PROVIDED PASSAGE:

Helsingfors Stadsbibliotek
Helsinki City Library
  
 

 

A Space for the Future - Library Buildings in the 21st Century
Helsinki, Finland, June 2 - 3, 2002

 

 

The new Hauptbibliothek Wien / Main City Library Vienna
By Alfred Pfoser, director of the Büchereien Wien (City Library Vienna)

 

Urban Intervention
Since the nineties the “Gürtel”, the huge circular traffic artery of the city, has received the highest degree of attention in terms of town planning and discourse about City politics. In 1995 the City’s planning councillor Hannes Swoboda called the “Gürtel” an “open wound in the city”. A three-lane road on each side of the former “Stadtbahn” (Vienna city train), nowadays the U6 (subway line), has been converting the “Gürtel” into an urban highway. About a 100.000 cars are using the “Gürtel” daily, occupying the formerly magnificent avenue completely and separating the interior districts from the outer ones.
In order to point out the architectural beauty of the former “Stadtbahn” (opened 1898) all the stations of the U-Bahn (subway) have been redeveloped completely in the course of the adjustment. The prospering gastronomy scene slowly discovered the zone on the “Gürtel” as an interesting location. The newly built cycle path was another infrastructure measure bringing new sections of the population to the “Gürtel”. In the area of tension between “slum-like” development and revival the “Gürtel” became the special object of town planning and redevelopment. The “Gürtel-Plus” project, supported by the City and promoted by the EU brought the “Gürtel” into the centre of public attention.

RECORD LIST:

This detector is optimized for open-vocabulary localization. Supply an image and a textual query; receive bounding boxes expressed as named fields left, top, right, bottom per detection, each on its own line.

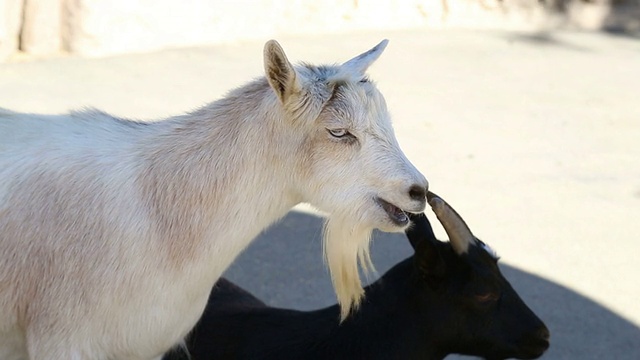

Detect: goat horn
left=427, top=191, right=475, bottom=255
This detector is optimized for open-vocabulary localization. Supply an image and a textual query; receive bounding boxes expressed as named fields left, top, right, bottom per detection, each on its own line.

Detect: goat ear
left=406, top=213, right=444, bottom=279
left=405, top=213, right=436, bottom=251
left=342, top=39, right=389, bottom=75
left=264, top=40, right=297, bottom=103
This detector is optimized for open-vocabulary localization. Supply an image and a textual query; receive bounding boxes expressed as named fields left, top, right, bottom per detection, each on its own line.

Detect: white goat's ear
left=264, top=40, right=297, bottom=103
left=342, top=39, right=389, bottom=75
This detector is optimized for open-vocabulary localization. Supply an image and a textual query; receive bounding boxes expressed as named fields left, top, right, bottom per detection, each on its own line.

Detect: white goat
left=0, top=41, right=427, bottom=360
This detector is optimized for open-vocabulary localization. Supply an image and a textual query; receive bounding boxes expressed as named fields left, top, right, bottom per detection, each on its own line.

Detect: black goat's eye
left=474, top=292, right=500, bottom=303
left=327, top=129, right=349, bottom=139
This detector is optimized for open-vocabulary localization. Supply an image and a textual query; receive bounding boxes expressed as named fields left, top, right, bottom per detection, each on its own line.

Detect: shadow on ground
left=225, top=212, right=640, bottom=360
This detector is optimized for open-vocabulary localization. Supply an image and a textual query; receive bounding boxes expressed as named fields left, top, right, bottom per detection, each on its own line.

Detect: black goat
left=165, top=193, right=549, bottom=360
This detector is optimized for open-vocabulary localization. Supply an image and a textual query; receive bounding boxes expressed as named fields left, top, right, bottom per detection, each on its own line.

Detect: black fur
left=165, top=214, right=549, bottom=360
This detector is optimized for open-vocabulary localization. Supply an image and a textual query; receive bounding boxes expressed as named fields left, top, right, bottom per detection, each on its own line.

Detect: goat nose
left=537, top=326, right=551, bottom=341
left=409, top=185, right=427, bottom=201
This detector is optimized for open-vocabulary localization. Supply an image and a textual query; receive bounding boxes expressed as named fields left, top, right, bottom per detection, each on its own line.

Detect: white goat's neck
left=140, top=80, right=300, bottom=277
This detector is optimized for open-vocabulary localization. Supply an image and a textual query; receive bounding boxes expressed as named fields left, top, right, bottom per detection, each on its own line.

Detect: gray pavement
left=0, top=30, right=640, bottom=359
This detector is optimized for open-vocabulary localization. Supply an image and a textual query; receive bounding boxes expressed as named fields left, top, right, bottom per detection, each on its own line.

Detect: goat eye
left=327, top=129, right=349, bottom=139
left=475, top=293, right=500, bottom=303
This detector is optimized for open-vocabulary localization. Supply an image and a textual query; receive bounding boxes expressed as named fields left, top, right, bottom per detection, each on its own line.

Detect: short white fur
left=0, top=41, right=427, bottom=360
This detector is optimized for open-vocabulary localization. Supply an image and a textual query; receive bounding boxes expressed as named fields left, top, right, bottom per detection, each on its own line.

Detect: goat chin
left=323, top=216, right=375, bottom=321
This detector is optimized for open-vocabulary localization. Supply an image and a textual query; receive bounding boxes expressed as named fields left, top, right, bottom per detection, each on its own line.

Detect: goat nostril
left=409, top=185, right=427, bottom=201
left=538, top=326, right=551, bottom=341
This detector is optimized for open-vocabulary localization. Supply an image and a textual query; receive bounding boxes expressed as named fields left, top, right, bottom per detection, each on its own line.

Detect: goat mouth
left=376, top=198, right=409, bottom=226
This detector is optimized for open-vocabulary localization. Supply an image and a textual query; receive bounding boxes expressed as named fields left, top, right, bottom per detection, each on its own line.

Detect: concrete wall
left=0, top=0, right=640, bottom=61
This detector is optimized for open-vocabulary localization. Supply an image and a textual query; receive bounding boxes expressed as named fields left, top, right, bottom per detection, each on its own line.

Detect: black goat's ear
left=406, top=213, right=445, bottom=280
left=405, top=213, right=436, bottom=251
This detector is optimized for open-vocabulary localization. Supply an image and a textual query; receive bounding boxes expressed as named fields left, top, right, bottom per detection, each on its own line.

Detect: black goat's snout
left=409, top=185, right=427, bottom=201
left=537, top=326, right=551, bottom=341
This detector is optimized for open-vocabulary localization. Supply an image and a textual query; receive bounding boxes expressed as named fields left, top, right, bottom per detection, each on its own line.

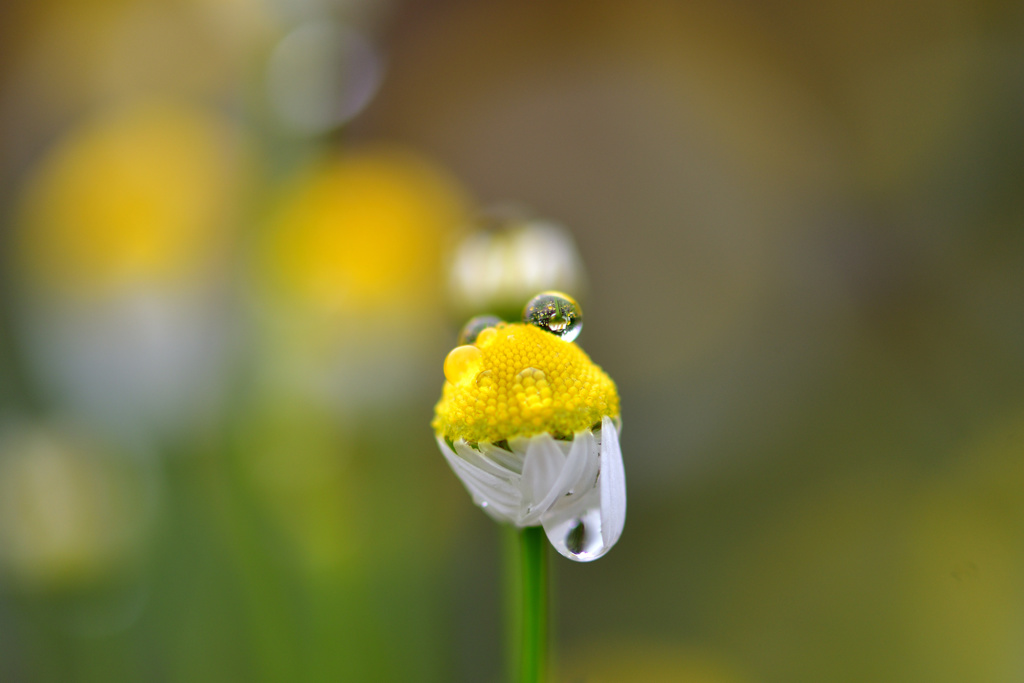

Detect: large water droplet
left=522, top=292, right=583, bottom=341
left=459, top=315, right=502, bottom=344
left=545, top=505, right=608, bottom=562
left=444, top=344, right=483, bottom=384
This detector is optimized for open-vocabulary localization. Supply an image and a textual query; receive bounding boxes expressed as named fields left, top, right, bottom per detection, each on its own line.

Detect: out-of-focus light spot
left=262, top=147, right=465, bottom=317
left=449, top=209, right=585, bottom=319
left=19, top=102, right=246, bottom=295
left=267, top=22, right=384, bottom=135
left=0, top=427, right=153, bottom=590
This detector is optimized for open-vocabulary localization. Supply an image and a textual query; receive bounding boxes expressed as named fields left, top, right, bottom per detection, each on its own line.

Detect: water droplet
left=444, top=345, right=483, bottom=384
left=522, top=292, right=583, bottom=341
left=565, top=519, right=587, bottom=555
left=545, top=506, right=608, bottom=562
left=459, top=315, right=502, bottom=345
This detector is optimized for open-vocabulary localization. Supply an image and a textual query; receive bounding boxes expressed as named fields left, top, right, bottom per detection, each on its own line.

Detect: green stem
left=513, top=526, right=548, bottom=683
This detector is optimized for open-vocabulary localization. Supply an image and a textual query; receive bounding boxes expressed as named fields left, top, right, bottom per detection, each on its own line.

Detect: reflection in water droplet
left=444, top=345, right=483, bottom=384
left=459, top=315, right=502, bottom=345
left=522, top=292, right=583, bottom=341
left=545, top=505, right=608, bottom=562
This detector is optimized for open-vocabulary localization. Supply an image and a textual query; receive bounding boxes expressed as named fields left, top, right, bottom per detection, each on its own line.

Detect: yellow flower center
left=433, top=323, right=618, bottom=442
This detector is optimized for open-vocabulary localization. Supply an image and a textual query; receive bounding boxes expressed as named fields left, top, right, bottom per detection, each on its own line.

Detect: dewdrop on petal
left=432, top=292, right=626, bottom=562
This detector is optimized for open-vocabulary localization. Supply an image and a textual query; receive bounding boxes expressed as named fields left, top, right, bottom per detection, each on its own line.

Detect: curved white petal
left=598, top=417, right=626, bottom=548
left=519, top=434, right=566, bottom=526
left=437, top=437, right=521, bottom=522
left=437, top=417, right=626, bottom=562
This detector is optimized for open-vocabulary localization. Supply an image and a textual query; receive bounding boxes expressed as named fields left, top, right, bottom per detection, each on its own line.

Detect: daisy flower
left=432, top=292, right=626, bottom=562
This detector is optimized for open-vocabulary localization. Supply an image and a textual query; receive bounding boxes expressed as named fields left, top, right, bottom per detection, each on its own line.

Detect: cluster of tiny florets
left=433, top=324, right=618, bottom=442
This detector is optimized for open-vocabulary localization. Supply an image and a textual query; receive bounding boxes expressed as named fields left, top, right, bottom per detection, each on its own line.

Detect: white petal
left=455, top=439, right=515, bottom=481
left=480, top=441, right=523, bottom=474
left=520, top=434, right=566, bottom=526
left=598, top=416, right=626, bottom=548
left=437, top=437, right=522, bottom=521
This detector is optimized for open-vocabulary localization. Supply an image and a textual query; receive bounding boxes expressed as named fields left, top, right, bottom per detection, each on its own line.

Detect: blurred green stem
left=506, top=526, right=548, bottom=683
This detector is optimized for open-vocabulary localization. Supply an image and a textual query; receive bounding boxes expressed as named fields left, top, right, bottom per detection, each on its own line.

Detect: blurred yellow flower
left=20, top=101, right=239, bottom=295
left=262, top=146, right=465, bottom=312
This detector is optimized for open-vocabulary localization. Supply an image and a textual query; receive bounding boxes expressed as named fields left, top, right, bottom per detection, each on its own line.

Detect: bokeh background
left=0, top=0, right=1024, bottom=683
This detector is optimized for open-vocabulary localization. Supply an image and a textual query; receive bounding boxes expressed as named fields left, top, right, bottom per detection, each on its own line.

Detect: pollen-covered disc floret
left=433, top=315, right=626, bottom=562
left=433, top=324, right=618, bottom=442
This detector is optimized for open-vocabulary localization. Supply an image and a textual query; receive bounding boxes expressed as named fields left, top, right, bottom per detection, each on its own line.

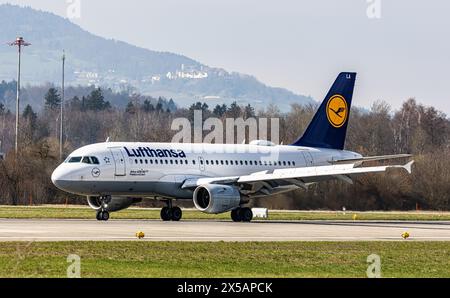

DIRECTIONS:
**a.** According to the text about Vienna's Gürtel, how many cars use the Gürtel each day?
**b.** Translate this sentence from the text about Vienna's Gürtel into German: "In 1995 the City’s planning councillor Hannes Swoboda called the ‘Gürtel’ an ‘open wound in the city’."

SET OF ANSWERS:
**a.** About 100,000

**b.** 1995 bezeichnete der Planungsstadtrat der Stadt, Hannes Swoboda, den „Gürtel“ als „offene Wunde in der Stadt“.